Records:
-=-=-=-=-

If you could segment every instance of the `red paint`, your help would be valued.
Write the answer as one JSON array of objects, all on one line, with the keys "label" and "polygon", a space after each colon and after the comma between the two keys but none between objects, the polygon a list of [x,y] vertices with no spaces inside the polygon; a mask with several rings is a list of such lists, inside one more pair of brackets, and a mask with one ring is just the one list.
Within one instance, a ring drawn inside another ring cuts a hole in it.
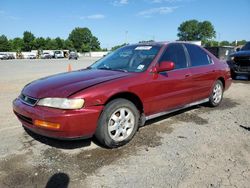
[{"label": "red paint", "polygon": [[[223,79],[225,89],[231,85],[230,70],[207,52],[214,64],[185,69],[173,69],[173,62],[158,65],[167,44],[145,72],[129,73],[110,70],[80,70],[43,78],[28,84],[23,94],[33,98],[68,97],[84,98],[80,110],[60,110],[41,106],[28,106],[14,100],[15,113],[34,120],[59,123],[59,130],[34,126],[19,118],[28,129],[41,135],[56,138],[91,137],[96,130],[98,117],[105,104],[120,93],[136,95],[143,104],[146,116],[209,97],[213,83]],[[172,70],[173,69],[173,70]],[[161,72],[168,70],[166,72]]]}]

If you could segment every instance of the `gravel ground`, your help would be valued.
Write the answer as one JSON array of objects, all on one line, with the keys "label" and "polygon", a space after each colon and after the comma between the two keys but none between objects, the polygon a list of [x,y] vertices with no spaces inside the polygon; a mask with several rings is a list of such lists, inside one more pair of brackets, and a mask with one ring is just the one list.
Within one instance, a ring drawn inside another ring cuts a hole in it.
[{"label": "gravel ground", "polygon": [[128,145],[57,141],[26,132],[11,102],[28,82],[95,59],[0,61],[0,187],[249,187],[250,82],[217,108],[195,106],[146,123]]}]

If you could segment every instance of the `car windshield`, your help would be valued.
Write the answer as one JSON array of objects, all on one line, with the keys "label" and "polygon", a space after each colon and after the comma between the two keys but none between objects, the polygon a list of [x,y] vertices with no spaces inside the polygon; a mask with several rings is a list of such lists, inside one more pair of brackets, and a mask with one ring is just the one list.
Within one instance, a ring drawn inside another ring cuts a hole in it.
[{"label": "car windshield", "polygon": [[250,50],[250,42],[246,43],[241,50]]},{"label": "car windshield", "polygon": [[124,72],[145,71],[161,46],[133,45],[120,48],[100,59],[89,68]]}]

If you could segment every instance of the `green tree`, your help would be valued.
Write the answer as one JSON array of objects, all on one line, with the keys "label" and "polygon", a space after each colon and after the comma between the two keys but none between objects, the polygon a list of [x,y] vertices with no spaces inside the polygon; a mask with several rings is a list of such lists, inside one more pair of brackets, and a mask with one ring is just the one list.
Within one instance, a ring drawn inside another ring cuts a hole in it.
[{"label": "green tree", "polygon": [[68,39],[72,41],[73,46],[77,51],[85,52],[87,49],[88,51],[100,49],[98,39],[94,37],[91,31],[86,27],[77,27],[73,29],[69,34]]},{"label": "green tree", "polygon": [[214,26],[209,21],[199,22],[197,20],[188,20],[178,27],[179,40],[184,41],[207,41],[213,39],[216,35]]},{"label": "green tree", "polygon": [[95,36],[92,37],[90,46],[91,46],[91,51],[101,50],[100,42],[99,42],[98,38],[96,38]]},{"label": "green tree", "polygon": [[223,41],[220,42],[220,45],[221,45],[221,46],[230,46],[231,44],[230,44],[229,41],[223,40]]},{"label": "green tree", "polygon": [[46,38],[46,50],[57,50],[57,42],[55,39]]},{"label": "green tree", "polygon": [[63,48],[64,48],[64,40],[61,39],[60,37],[57,37],[55,39],[55,41],[56,41],[56,44],[57,44],[57,49],[58,50],[63,50]]},{"label": "green tree", "polygon": [[205,45],[206,47],[216,47],[219,46],[219,42],[215,40],[208,40],[204,41],[203,45]]},{"label": "green tree", "polygon": [[11,51],[14,52],[21,52],[24,49],[23,39],[19,37],[10,40],[10,45],[11,45]]},{"label": "green tree", "polygon": [[34,50],[43,50],[46,48],[46,40],[43,37],[38,37],[34,40]]},{"label": "green tree", "polygon": [[69,39],[65,40],[64,41],[64,44],[63,44],[63,49],[68,49],[70,51],[74,51],[74,45],[73,45],[73,42]]},{"label": "green tree", "polygon": [[23,42],[24,42],[25,51],[31,51],[33,49],[34,40],[35,40],[35,36],[31,32],[25,31],[23,33]]},{"label": "green tree", "polygon": [[[237,41],[237,46],[243,46],[243,45],[245,45],[246,43],[247,43],[246,40],[239,40],[239,41]],[[232,45],[232,46],[236,46],[236,41],[233,41],[233,42],[231,43],[231,45]]]},{"label": "green tree", "polygon": [[11,46],[5,35],[0,36],[0,52],[10,51]]}]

-=-=-=-=-

= DIRECTIVE =
Omit the pictures and restate the rest of the records verbatim.

= ANSWER FOR THE TASK =
If you could segment every instance of the `red paint`, your help would be valued.
Write the answer as one JSON array of objects, all on one line, with the keys "label" and "polygon", a space after each colon and after the comma between the two keys but none between objects, the polygon a list of [x,y] vertices with no spaces inside the polygon; a mask with several rings is a list of such lists, inside one more pair of brackets, and a mask with one ring is just the one list.
Within one instance, a ring drawn inside another ring cuts a hole in it.
[{"label": "red paint", "polygon": [[[223,79],[225,89],[231,85],[230,70],[207,52],[214,64],[185,69],[173,69],[173,62],[158,65],[167,44],[145,72],[129,73],[110,70],[80,70],[43,78],[28,84],[23,94],[33,98],[68,97],[84,98],[80,110],[60,110],[41,106],[28,106],[14,100],[15,113],[34,120],[59,123],[59,130],[34,126],[19,118],[28,129],[41,135],[56,138],[91,137],[96,130],[98,117],[105,104],[120,93],[136,95],[143,104],[146,116],[209,97],[213,83]],[[172,70],[173,69],[173,70]],[[161,72],[168,70],[166,72]]]}]

If you could segment every instance of the `gravel ground`, your help would be valued.
Write the answer as one JSON array of objects, all on one line, with the keys "label" and "polygon", a space after each colon and after the comma between the two keys but none between objects, the polygon a list of [x,y] vertices with no spaces inside the polygon; a mask with several rings is a list of such lists, inside one more pair of brackets, and a mask with one ring is just the one list.
Within one instance, a ring drawn inside another ring cuts a hole in it.
[{"label": "gravel ground", "polygon": [[128,145],[57,141],[26,132],[11,102],[28,82],[95,59],[0,61],[0,187],[249,187],[250,82],[217,108],[195,106],[146,123]]}]

If you could segment every instance of the `car windshield`, your help would be valued.
Write the answer as one JSON array of objects, all on one line, with the keys "label" and "polygon", a space after each colon and after the comma between the two keys but none between objects, the polygon a list of [x,y] vertices with no spaces inside the polygon; a mask with several rings is a list of such lists, inside one more pair of brackets, and a mask with one ring is just the one list.
Within one instance, a ring drawn inside another ring cuts a hole in it.
[{"label": "car windshield", "polygon": [[250,50],[250,42],[246,43],[241,50]]},{"label": "car windshield", "polygon": [[124,72],[145,71],[161,46],[133,45],[120,48],[100,59],[89,68]]}]

If you could segment every instance of the `green tree`, your help would be valued.
Write the answer as one JSON array of objects, all on one line, with the keys "label" and "polygon", a space after each colon and after the comma between the two keys but none between objects, the polygon a list of [x,y] vertices with no spaces inside the polygon; a mask with several rings is a list of such lists, inside one more pair of brackets, and a mask with one ring is just the one list.
Within one instance, a ring drawn inside another ring cuts a hole in it.
[{"label": "green tree", "polygon": [[68,39],[72,41],[73,46],[77,51],[85,52],[87,49],[88,51],[100,49],[98,39],[94,37],[91,31],[86,27],[77,27],[73,29],[69,34]]},{"label": "green tree", "polygon": [[214,26],[209,21],[199,22],[197,20],[188,20],[178,27],[179,40],[184,41],[207,41],[213,39],[216,35]]},{"label": "green tree", "polygon": [[95,36],[92,37],[90,46],[91,46],[91,51],[101,50],[100,42],[99,42],[98,38],[96,38]]},{"label": "green tree", "polygon": [[223,41],[220,42],[220,45],[221,45],[221,46],[230,46],[231,44],[230,44],[229,41],[223,40]]},{"label": "green tree", "polygon": [[46,38],[46,50],[57,50],[57,42],[55,39]]},{"label": "green tree", "polygon": [[63,48],[64,48],[64,40],[61,39],[60,37],[57,37],[55,39],[55,41],[56,41],[56,44],[57,44],[57,49],[58,50],[63,50]]},{"label": "green tree", "polygon": [[205,45],[206,47],[216,47],[219,46],[219,42],[215,40],[208,40],[204,41],[203,45]]},{"label": "green tree", "polygon": [[11,51],[14,52],[21,52],[24,49],[23,39],[19,37],[10,40],[10,45],[11,45]]},{"label": "green tree", "polygon": [[34,50],[43,50],[46,48],[46,40],[43,37],[38,37],[34,40]]},{"label": "green tree", "polygon": [[69,39],[65,40],[64,41],[64,44],[63,44],[63,49],[68,49],[70,51],[74,51],[74,45],[73,45],[73,42]]},{"label": "green tree", "polygon": [[23,42],[24,42],[25,51],[31,51],[33,49],[34,40],[35,40],[35,36],[31,32],[25,31],[23,33]]},{"label": "green tree", "polygon": [[[237,41],[237,46],[243,46],[243,45],[245,45],[246,43],[247,43],[246,40],[239,40],[239,41]],[[232,45],[232,46],[236,46],[236,41],[233,41],[233,42],[231,43],[231,45]]]},{"label": "green tree", "polygon": [[11,46],[5,35],[0,36],[0,52],[10,51]]}]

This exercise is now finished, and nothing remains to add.